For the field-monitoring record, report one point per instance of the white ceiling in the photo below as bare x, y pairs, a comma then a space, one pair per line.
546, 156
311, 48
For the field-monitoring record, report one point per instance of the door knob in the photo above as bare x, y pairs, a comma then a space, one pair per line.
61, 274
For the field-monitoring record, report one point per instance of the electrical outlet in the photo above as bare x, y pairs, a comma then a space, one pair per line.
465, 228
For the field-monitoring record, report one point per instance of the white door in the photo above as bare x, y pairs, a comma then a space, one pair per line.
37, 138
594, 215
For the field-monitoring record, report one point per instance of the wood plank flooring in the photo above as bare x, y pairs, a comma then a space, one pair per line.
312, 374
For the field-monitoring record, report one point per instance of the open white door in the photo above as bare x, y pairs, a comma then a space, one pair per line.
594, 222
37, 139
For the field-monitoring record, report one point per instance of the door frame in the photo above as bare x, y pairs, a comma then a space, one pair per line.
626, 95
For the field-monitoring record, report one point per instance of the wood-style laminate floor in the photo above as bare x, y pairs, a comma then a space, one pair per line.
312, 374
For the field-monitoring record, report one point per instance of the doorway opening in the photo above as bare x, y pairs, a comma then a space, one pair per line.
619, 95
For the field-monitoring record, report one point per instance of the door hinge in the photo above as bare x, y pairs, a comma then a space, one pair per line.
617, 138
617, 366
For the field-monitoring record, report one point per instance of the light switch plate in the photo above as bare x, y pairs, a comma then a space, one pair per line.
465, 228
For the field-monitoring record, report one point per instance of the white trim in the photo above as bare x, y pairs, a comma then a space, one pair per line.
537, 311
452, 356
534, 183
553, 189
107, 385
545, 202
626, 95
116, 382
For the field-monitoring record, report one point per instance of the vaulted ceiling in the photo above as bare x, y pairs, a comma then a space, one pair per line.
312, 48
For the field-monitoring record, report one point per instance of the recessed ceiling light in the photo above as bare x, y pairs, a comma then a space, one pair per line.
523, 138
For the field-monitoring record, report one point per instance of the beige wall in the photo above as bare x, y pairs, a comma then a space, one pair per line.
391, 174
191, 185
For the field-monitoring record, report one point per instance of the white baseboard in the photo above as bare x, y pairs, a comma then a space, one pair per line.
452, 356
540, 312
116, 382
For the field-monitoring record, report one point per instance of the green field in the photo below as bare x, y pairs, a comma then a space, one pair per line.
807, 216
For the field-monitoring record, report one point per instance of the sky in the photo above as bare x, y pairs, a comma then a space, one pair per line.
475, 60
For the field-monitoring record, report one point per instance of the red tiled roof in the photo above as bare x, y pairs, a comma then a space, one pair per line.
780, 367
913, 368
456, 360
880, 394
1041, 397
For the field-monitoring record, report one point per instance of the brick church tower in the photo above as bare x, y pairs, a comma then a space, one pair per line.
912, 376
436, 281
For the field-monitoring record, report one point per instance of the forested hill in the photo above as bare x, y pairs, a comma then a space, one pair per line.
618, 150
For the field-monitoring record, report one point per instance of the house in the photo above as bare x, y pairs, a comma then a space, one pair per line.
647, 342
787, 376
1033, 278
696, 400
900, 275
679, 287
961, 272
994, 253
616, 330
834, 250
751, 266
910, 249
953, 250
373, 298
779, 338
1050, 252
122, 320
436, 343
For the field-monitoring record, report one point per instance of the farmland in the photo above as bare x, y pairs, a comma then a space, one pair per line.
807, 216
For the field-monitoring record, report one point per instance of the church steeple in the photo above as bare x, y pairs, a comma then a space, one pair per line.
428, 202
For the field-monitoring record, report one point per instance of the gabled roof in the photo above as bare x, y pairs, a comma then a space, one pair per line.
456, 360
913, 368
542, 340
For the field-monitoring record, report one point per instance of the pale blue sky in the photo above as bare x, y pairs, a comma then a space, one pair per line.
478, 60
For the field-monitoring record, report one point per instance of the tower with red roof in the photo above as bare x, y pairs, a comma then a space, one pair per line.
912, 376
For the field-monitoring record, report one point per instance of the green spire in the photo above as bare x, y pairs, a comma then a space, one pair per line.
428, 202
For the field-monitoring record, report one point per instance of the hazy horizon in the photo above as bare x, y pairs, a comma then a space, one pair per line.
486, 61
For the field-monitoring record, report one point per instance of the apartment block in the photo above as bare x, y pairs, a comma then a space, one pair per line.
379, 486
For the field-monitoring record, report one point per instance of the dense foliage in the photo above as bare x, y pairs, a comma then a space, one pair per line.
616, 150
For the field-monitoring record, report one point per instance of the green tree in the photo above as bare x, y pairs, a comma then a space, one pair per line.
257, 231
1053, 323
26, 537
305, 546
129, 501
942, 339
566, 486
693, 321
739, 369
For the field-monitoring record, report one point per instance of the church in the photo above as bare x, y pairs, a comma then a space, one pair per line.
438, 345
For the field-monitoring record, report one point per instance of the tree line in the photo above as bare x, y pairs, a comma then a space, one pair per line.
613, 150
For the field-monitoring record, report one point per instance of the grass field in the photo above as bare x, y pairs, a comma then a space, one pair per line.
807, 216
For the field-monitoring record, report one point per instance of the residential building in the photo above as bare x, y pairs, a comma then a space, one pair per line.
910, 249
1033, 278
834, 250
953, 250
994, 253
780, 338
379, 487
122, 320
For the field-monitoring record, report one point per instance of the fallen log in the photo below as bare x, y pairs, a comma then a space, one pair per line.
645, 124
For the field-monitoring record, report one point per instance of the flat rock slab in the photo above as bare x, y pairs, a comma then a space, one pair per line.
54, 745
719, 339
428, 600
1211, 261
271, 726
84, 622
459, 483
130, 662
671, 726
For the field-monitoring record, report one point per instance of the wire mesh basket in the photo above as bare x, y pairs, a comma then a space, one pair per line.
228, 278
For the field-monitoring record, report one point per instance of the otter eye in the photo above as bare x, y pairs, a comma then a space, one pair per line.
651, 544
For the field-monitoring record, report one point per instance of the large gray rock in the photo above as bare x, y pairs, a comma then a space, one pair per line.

- [AIM OF THE TASK]:
Change "otter eye" to "otter nose" in the records from the line containing "of the wire" through the end of the records, and reproduce only those lines with nothing else altered.

- [FINISHED ANSWER]:
For the field-monitoring record, report one point per instance of the wire mesh basket in the photo above as bare x, y pairs, a comma then a space, one pair per line.
228, 278
For the field-monitoring record, report one point per instance of the otter nose in the photo above as bare x, y pairs, a comma then a space, one pair per line.
651, 544
For the field-monitoring record, report one point per instance of the large gray rock in the photo above as bare x, y pairs, a comma then a space, one pair per line.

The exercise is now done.